■ **DESCRIPTION OF THE TASK**: Switch every "Target" in the data below to "Object" and reproduce the data with nothing else altered. Omit the pictures from your answer.

>>>>

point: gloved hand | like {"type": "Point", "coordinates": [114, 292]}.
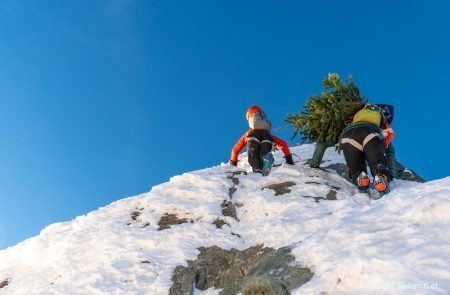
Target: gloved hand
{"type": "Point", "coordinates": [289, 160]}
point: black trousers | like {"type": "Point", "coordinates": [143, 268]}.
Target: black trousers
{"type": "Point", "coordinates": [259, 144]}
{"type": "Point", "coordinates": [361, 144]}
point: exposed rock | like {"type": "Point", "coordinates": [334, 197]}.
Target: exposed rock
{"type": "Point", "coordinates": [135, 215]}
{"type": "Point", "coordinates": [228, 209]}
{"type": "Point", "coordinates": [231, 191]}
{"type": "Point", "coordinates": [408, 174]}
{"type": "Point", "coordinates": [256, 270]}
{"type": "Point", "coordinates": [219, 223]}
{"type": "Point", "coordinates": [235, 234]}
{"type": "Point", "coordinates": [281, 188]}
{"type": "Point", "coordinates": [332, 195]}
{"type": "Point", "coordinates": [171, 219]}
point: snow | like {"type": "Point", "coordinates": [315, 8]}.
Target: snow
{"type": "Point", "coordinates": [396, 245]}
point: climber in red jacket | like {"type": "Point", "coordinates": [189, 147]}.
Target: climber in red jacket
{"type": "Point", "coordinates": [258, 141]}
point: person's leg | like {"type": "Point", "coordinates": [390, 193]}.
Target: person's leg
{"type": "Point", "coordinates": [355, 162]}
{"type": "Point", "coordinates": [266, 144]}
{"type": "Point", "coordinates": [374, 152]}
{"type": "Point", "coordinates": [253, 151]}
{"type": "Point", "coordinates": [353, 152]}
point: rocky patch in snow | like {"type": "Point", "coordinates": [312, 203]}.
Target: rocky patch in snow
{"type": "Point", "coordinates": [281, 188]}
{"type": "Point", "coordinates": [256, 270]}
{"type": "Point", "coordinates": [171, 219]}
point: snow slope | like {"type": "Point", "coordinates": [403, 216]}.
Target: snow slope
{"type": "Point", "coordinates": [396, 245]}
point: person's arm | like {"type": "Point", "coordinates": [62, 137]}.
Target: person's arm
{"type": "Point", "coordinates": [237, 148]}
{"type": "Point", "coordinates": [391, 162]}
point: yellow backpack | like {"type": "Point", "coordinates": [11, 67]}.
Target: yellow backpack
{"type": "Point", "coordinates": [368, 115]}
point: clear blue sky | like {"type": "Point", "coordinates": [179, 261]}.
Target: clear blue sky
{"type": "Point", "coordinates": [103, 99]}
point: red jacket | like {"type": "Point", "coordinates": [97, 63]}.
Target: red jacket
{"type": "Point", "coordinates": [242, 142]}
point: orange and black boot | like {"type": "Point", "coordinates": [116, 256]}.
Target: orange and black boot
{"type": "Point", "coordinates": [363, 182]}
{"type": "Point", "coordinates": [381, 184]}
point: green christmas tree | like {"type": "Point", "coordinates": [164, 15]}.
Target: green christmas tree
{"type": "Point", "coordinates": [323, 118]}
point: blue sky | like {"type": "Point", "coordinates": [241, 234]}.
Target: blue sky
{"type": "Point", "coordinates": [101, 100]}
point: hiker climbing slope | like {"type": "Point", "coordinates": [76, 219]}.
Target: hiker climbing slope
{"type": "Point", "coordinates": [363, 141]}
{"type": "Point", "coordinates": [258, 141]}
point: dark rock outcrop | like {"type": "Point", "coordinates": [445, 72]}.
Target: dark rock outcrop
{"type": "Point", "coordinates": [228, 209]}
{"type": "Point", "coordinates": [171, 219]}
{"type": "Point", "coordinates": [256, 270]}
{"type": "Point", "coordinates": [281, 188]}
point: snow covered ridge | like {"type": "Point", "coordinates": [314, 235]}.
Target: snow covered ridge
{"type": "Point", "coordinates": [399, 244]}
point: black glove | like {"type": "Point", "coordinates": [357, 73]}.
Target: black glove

<<<<

■ **OUTPUT BELOW**:
point: gloved hand | like {"type": "Point", "coordinates": [114, 292]}.
Object: gloved hand
{"type": "Point", "coordinates": [289, 160]}
point: black trousers | like {"type": "Point", "coordinates": [143, 268]}.
Object: black trousers
{"type": "Point", "coordinates": [259, 144]}
{"type": "Point", "coordinates": [361, 144]}
point: exposed rock | like {"type": "Point", "coordinates": [334, 197]}.
Object: exposed rock
{"type": "Point", "coordinates": [135, 215]}
{"type": "Point", "coordinates": [228, 209]}
{"type": "Point", "coordinates": [231, 191]}
{"type": "Point", "coordinates": [408, 174]}
{"type": "Point", "coordinates": [256, 270]}
{"type": "Point", "coordinates": [219, 223]}
{"type": "Point", "coordinates": [235, 234]}
{"type": "Point", "coordinates": [281, 188]}
{"type": "Point", "coordinates": [332, 195]}
{"type": "Point", "coordinates": [171, 219]}
point: snow | like {"type": "Point", "coordinates": [315, 8]}.
Object: snow
{"type": "Point", "coordinates": [396, 245]}
point: climber in red jacket | like {"type": "Point", "coordinates": [189, 147]}.
Object: climber in red jacket
{"type": "Point", "coordinates": [258, 141]}
point: person's leg | like {"type": "Point", "coordinates": [390, 193]}.
Object: person's leg
{"type": "Point", "coordinates": [355, 162]}
{"type": "Point", "coordinates": [266, 144]}
{"type": "Point", "coordinates": [374, 152]}
{"type": "Point", "coordinates": [253, 151]}
{"type": "Point", "coordinates": [353, 152]}
point: rocky patch in snow | like {"type": "Point", "coordinates": [312, 203]}.
Object: rocky patch in snow
{"type": "Point", "coordinates": [281, 188]}
{"type": "Point", "coordinates": [256, 270]}
{"type": "Point", "coordinates": [171, 219]}
point: snow slope | like {"type": "Point", "coordinates": [403, 216]}.
Object: snow slope
{"type": "Point", "coordinates": [396, 245]}
point: person's arm | like {"type": "Point", "coordinates": [62, 137]}.
Object: person's arm
{"type": "Point", "coordinates": [237, 148]}
{"type": "Point", "coordinates": [391, 162]}
point: yellow backpack | like {"type": "Point", "coordinates": [11, 67]}.
Object: yellow backpack
{"type": "Point", "coordinates": [368, 115]}
point: clear blue sky | like {"type": "Point", "coordinates": [179, 261]}.
Object: clear blue sky
{"type": "Point", "coordinates": [103, 99]}
point: red jacket | like {"type": "Point", "coordinates": [97, 63]}.
Object: red jacket
{"type": "Point", "coordinates": [242, 142]}
point: orange and black boot | like {"type": "Point", "coordinates": [116, 256]}.
Object: orange and black boot
{"type": "Point", "coordinates": [363, 182]}
{"type": "Point", "coordinates": [381, 184]}
point: green christmas tree | like {"type": "Point", "coordinates": [164, 15]}.
Object: green christmas tree
{"type": "Point", "coordinates": [323, 118]}
point: blue sky | like {"type": "Point", "coordinates": [241, 234]}.
Object: blue sky
{"type": "Point", "coordinates": [101, 100]}
point: hiker climbing slope | like {"type": "Point", "coordinates": [76, 219]}.
Object: hiker climbing slope
{"type": "Point", "coordinates": [363, 141]}
{"type": "Point", "coordinates": [258, 141]}
point: dark rock outcrop | like {"type": "Point", "coordinates": [445, 72]}.
Object: dark rock outcrop
{"type": "Point", "coordinates": [228, 209]}
{"type": "Point", "coordinates": [171, 219]}
{"type": "Point", "coordinates": [256, 270]}
{"type": "Point", "coordinates": [281, 188]}
point: snow covered ridge | like {"type": "Point", "coordinates": [314, 235]}.
Object: snow covered ridge
{"type": "Point", "coordinates": [399, 244]}
point: black glove | like {"type": "Point", "coordinates": [357, 73]}.
Object: black glove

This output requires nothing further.